Objective =>
Copy all of the material exactly. Pictures are not to appear in the copy.

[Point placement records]
^^^^^^^^^^^^^^^^

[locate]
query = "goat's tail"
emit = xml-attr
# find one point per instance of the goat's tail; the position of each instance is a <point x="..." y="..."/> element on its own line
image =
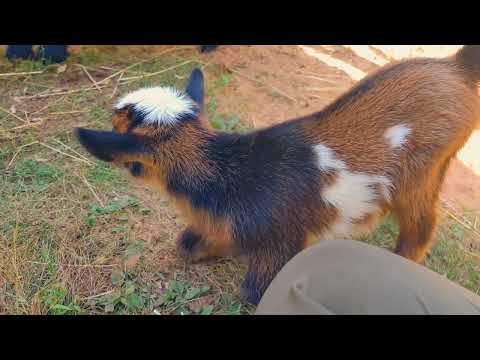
<point x="469" y="57"/>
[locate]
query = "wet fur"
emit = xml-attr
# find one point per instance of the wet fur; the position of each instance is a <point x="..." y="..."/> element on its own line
<point x="262" y="194"/>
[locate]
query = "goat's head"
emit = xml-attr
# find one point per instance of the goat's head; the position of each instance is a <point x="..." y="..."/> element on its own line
<point x="154" y="130"/>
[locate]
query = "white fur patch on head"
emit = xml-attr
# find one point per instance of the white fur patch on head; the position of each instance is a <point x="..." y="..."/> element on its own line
<point x="397" y="135"/>
<point x="354" y="195"/>
<point x="159" y="105"/>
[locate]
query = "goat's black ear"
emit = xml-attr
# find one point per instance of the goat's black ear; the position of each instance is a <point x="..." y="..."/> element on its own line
<point x="195" y="85"/>
<point x="109" y="146"/>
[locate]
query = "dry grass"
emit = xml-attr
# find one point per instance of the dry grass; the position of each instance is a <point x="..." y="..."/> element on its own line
<point x="77" y="236"/>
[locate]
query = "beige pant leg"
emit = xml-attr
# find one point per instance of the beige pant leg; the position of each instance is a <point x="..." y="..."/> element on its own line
<point x="351" y="277"/>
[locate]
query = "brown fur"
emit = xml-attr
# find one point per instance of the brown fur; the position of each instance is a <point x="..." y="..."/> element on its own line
<point x="424" y="96"/>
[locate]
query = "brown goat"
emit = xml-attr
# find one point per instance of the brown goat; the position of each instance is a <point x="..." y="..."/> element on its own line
<point x="383" y="146"/>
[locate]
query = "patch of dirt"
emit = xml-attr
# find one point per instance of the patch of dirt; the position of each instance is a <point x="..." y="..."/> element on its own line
<point x="285" y="67"/>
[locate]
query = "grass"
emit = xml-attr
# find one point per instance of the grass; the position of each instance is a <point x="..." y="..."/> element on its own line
<point x="78" y="237"/>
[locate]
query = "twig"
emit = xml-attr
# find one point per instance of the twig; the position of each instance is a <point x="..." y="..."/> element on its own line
<point x="73" y="265"/>
<point x="18" y="151"/>
<point x="467" y="226"/>
<point x="63" y="153"/>
<point x="320" y="79"/>
<point x="69" y="112"/>
<point x="90" y="187"/>
<point x="264" y="84"/>
<point x="157" y="72"/>
<point x="73" y="150"/>
<point x="98" y="295"/>
<point x="140" y="62"/>
<point x="21" y="73"/>
<point x="116" y="86"/>
<point x="31" y="124"/>
<point x="89" y="76"/>
<point x="12" y="114"/>
<point x="60" y="93"/>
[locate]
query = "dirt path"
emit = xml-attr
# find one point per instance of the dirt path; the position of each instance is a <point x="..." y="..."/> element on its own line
<point x="296" y="83"/>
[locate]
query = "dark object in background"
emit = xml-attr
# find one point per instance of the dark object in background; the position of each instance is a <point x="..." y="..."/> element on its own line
<point x="52" y="53"/>
<point x="57" y="53"/>
<point x="15" y="52"/>
<point x="207" y="48"/>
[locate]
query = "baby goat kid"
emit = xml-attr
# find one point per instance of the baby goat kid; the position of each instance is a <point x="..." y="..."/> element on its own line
<point x="383" y="146"/>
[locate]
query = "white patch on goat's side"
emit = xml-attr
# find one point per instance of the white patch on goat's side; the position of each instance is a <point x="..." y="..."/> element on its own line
<point x="326" y="158"/>
<point x="397" y="135"/>
<point x="159" y="105"/>
<point x="354" y="195"/>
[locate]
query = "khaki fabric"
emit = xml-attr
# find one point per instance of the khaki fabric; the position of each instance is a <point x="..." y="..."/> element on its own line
<point x="346" y="277"/>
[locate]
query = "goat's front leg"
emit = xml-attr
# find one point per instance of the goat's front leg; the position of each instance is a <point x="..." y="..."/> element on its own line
<point x="263" y="267"/>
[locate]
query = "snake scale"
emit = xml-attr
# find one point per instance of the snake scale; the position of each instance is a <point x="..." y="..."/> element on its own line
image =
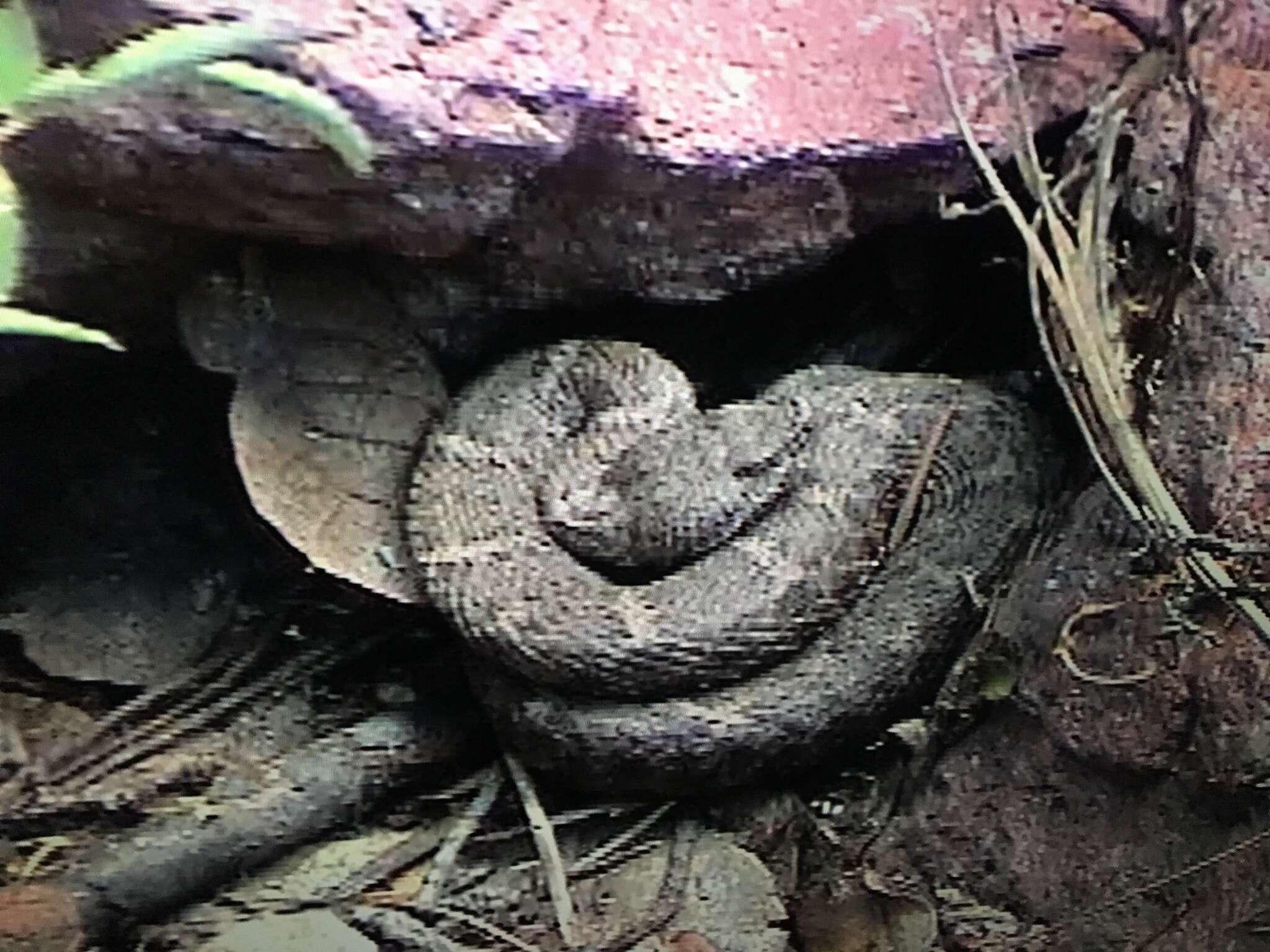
<point x="658" y="597"/>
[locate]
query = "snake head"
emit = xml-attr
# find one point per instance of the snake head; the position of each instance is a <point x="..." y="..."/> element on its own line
<point x="681" y="490"/>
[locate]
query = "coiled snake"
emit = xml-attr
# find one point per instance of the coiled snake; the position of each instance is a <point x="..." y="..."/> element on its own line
<point x="784" y="574"/>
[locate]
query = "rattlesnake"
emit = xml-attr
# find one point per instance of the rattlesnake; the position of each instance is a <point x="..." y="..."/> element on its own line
<point x="825" y="550"/>
<point x="837" y="566"/>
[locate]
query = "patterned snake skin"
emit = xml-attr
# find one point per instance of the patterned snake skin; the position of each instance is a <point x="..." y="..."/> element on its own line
<point x="658" y="597"/>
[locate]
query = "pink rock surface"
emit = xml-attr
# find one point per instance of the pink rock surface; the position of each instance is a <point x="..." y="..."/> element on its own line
<point x="677" y="150"/>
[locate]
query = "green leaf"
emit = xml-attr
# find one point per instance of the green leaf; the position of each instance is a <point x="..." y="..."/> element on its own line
<point x="19" y="52"/>
<point x="17" y="320"/>
<point x="314" y="108"/>
<point x="11" y="236"/>
<point x="154" y="56"/>
<point x="180" y="46"/>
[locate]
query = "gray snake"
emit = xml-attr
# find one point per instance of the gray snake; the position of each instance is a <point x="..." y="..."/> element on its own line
<point x="830" y="540"/>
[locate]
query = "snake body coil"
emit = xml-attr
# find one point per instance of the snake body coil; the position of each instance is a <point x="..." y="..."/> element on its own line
<point x="815" y="578"/>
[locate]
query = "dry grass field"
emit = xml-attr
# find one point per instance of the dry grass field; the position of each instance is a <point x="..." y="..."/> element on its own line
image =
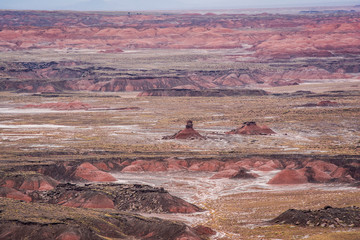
<point x="38" y="136"/>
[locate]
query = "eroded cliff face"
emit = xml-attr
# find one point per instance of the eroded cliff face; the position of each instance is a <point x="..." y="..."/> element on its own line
<point x="260" y="49"/>
<point x="271" y="35"/>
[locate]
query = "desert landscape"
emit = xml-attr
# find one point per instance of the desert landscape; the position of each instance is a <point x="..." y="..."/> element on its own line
<point x="183" y="125"/>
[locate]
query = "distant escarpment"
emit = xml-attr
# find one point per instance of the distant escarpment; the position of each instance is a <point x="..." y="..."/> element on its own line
<point x="270" y="35"/>
<point x="89" y="76"/>
<point x="202" y="93"/>
<point x="57" y="51"/>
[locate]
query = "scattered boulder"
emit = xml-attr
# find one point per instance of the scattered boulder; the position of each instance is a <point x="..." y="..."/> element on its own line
<point x="88" y="172"/>
<point x="21" y="220"/>
<point x="187" y="133"/>
<point x="28" y="181"/>
<point x="146" y="166"/>
<point x="326" y="217"/>
<point x="7" y="192"/>
<point x="321" y="104"/>
<point x="206" y="166"/>
<point x="289" y="176"/>
<point x="124" y="197"/>
<point x="204" y="231"/>
<point x="235" y="174"/>
<point x="251" y="128"/>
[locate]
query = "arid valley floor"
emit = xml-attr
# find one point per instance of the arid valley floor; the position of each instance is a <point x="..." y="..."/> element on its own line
<point x="82" y="126"/>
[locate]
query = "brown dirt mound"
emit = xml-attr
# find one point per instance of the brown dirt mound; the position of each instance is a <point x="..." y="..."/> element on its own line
<point x="187" y="133"/>
<point x="251" y="128"/>
<point x="235" y="174"/>
<point x="28" y="181"/>
<point x="7" y="192"/>
<point x="87" y="171"/>
<point x="326" y="217"/>
<point x="133" y="197"/>
<point x="43" y="221"/>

^^^^^^^^^^^^^^^^

Correct answer =>
[locate]
query = "goat's tail"
emit = xml-attr
# find one point per instance of the goat's tail; the position of each instance is a <point x="..." y="..."/> element on its own line
image =
<point x="469" y="57"/>
[locate]
query = "wet fur"
emit = xml-attr
# find one point per instance of the wet fur; the position of each instance is a <point x="..." y="..."/> element on its own line
<point x="262" y="194"/>
[locate]
query = "goat's head"
emit = xml-attr
# find one point per instance of the goat's head; the position of each instance is a <point x="..." y="..."/> element on its own line
<point x="154" y="130"/>
[locate]
query = "white fur patch on head"
emit = xml-attr
# find one point per instance of the white fur patch on head; the position of each instance is a <point x="..." y="..."/> element on its own line
<point x="397" y="135"/>
<point x="354" y="195"/>
<point x="159" y="105"/>
[locate]
query = "goat's black ear"
emit = xml-attr
# find one point per instance of the goat's black ear; the position of each instance is a <point x="..." y="..."/> element on its own line
<point x="195" y="85"/>
<point x="109" y="146"/>
[locate]
query = "dry grass"
emit = xml-attr
# find one point per instance of the dry grass; the position of each instance is a <point x="..." y="..."/> element on its own line
<point x="77" y="236"/>
[locate]
query = "beige pant leg"
emit = xml-attr
# find one point per instance of the beige pant leg; the position of each instance is a <point x="..." y="..."/> element on its own line
<point x="351" y="277"/>
[locate]
query = "brown fur"
emit = xml-attr
# find one point per instance of the brown fur; the position of each instance is a <point x="..." y="..."/> element on its own line
<point x="424" y="96"/>
[locate]
query = "brown goat"
emit = xml-attr
# find one point per instance of the brown goat; the position of each instance is a <point x="..." y="..."/> element on its own line
<point x="383" y="146"/>
[locate]
query = "patch of dirt"
emit = xml-attr
# find one point per instance of the patch of dirt; the position of each instance is a <point x="..." y="..."/> element on its own line
<point x="285" y="67"/>
[locate]
query = "grass"
emit = xml-attr
# find one point per instance of the grass; the position of each instance is a <point x="..." y="..."/> element on its own line
<point x="78" y="237"/>
[locate]
query = "twig"
emit = xml-attr
# find one point per instance of the twig; the position of each instance is a <point x="..." y="..."/> element on its own line
<point x="73" y="265"/>
<point x="18" y="151"/>
<point x="467" y="226"/>
<point x="63" y="153"/>
<point x="320" y="79"/>
<point x="69" y="112"/>
<point x="90" y="187"/>
<point x="264" y="84"/>
<point x="157" y="72"/>
<point x="73" y="150"/>
<point x="98" y="295"/>
<point x="140" y="62"/>
<point x="21" y="73"/>
<point x="116" y="86"/>
<point x="31" y="124"/>
<point x="89" y="76"/>
<point x="12" y="114"/>
<point x="60" y="93"/>
[locate]
query = "dirt path"
emit = xml-attr
# find one point per instance of the dirt path; the position of each instance is a <point x="..." y="..."/> element on its own line
<point x="296" y="83"/>
[locate]
query = "dark object in background"
emit = xml-attr
# find one point per instance of the dark object in background; the position of each instance is a <point x="..." y="..."/> element on its own line
<point x="52" y="53"/>
<point x="57" y="53"/>
<point x="15" y="52"/>
<point x="207" y="48"/>
[locate]
query = "baby goat kid"
emit = xml-attr
# find one point per instance of the baby goat kid; the position of each instance is a <point x="..." y="..."/> element on its own line
<point x="383" y="146"/>
[locate]
query = "white patch on goat's side"
emit = xml-attr
# find one point per instance of the white patch on goat's side; the position of each instance is a <point x="..." y="..."/> element on its own line
<point x="326" y="158"/>
<point x="397" y="135"/>
<point x="159" y="105"/>
<point x="354" y="195"/>
[locate]
query = "khaki fabric"
emit = xml-attr
# find one point per instance of the khaki fabric; the position of each instance is a <point x="..." y="..."/> element on its own line
<point x="346" y="277"/>
[locate]
query = "goat's front leg"
emit = xml-attr
# find one point per instance of the goat's front leg; the position of each instance is a <point x="..." y="..."/> element on its own line
<point x="263" y="267"/>
[locate]
query = "snake scale"
emit = xml-attr
# find one point per instance of the snake scale; the position of each instance is a <point x="..." y="..."/> element on its own line
image =
<point x="658" y="597"/>
[locate]
query = "snake head"
emit = xml-attr
# find one point per instance of the snake head; the position of each instance is a <point x="..." y="..."/> element on its own line
<point x="681" y="490"/>
[locate]
query = "coiled snake"
emit = xml-attr
# find one point per instance of the coiled snake; the position of each instance is a <point x="..." y="..."/> element on its own line
<point x="784" y="574"/>
[locate]
query = "rattlesnake"
emit = xml-attr
# find one point per instance of the rattlesnake; the position of each instance is a <point x="..." y="..."/> element on its own line
<point x="825" y="550"/>
<point x="837" y="566"/>
[locate]
query = "patterned snake skin"
emit = xml-attr
# find one point per instance of the patterned snake skin; the position of each instance is a <point x="..." y="..."/> element on its own line
<point x="658" y="597"/>
[locate]
query = "pink rock surface"
emit = xml-attr
# find one point per instance of the pink rock surface; the position of each instance is a <point x="..." y="..."/> element on its own line
<point x="677" y="150"/>
[locate]
query = "green leaf"
emit = xml-attr
# find one point per instance of the green leaf; the position of each instance is a <point x="..." y="..."/> element on its own line
<point x="19" y="52"/>
<point x="17" y="320"/>
<point x="314" y="108"/>
<point x="11" y="236"/>
<point x="154" y="56"/>
<point x="180" y="46"/>
[locate]
query = "gray snake"
emit = xml-attr
# find one point per instance of the gray snake; the position of each instance is a <point x="..." y="..."/> element on its own line
<point x="830" y="540"/>
[locate]
query = "snake body coil"
emit = xml-attr
# find one point per instance of the snake body coil; the position of each instance is a <point x="..." y="..."/> element on its own line
<point x="815" y="578"/>
[locate]
query = "dry grass field"
emit = xml-attr
# find one point per instance of the dry grass field; the position of each instance is a <point x="..." y="..."/> element on its own line
image =
<point x="38" y="136"/>
[locate]
query = "eroded cliff face"
emit = xml-attr
# find one point per instance of the eroded cliff face; the position of each instance is a <point x="..." y="..."/> element on its own line
<point x="260" y="49"/>
<point x="271" y="35"/>
[locate]
query = "desert landscape"
emit = xml-attr
# find one point per instance of the desert landscape; the position of each instance is a <point x="..." y="..."/> element on its own line
<point x="183" y="125"/>
[locate]
query = "distant escarpment"
emit = xml-attr
# find one point per instance of the distant escarpment; the position of each instance is a <point x="..." y="..."/> element on its own line
<point x="270" y="35"/>
<point x="89" y="76"/>
<point x="202" y="93"/>
<point x="57" y="51"/>
[locate]
query = "scattered boulder"
emit = xml-attr
# find one point per instance of the scattered boulder; the position of each instance is a <point x="..." y="..."/> element on its own line
<point x="88" y="172"/>
<point x="21" y="220"/>
<point x="187" y="133"/>
<point x="28" y="181"/>
<point x="146" y="166"/>
<point x="326" y="217"/>
<point x="7" y="192"/>
<point x="321" y="104"/>
<point x="206" y="166"/>
<point x="289" y="176"/>
<point x="124" y="197"/>
<point x="204" y="231"/>
<point x="235" y="174"/>
<point x="251" y="128"/>
[locate]
query = "arid valley floor"
emit = xml-attr
# find one point per instance of the arid valley floor; the position of each instance is a <point x="..." y="..."/> element on its own line
<point x="82" y="126"/>
[locate]
query = "brown dirt mound"
emit = xml-attr
# find one point per instance of the brown dirt mound; the position of each instance is a <point x="..." y="..."/> element on its own line
<point x="187" y="133"/>
<point x="251" y="128"/>
<point x="235" y="174"/>
<point x="28" y="181"/>
<point x="7" y="192"/>
<point x="87" y="171"/>
<point x="326" y="217"/>
<point x="133" y="197"/>
<point x="43" y="221"/>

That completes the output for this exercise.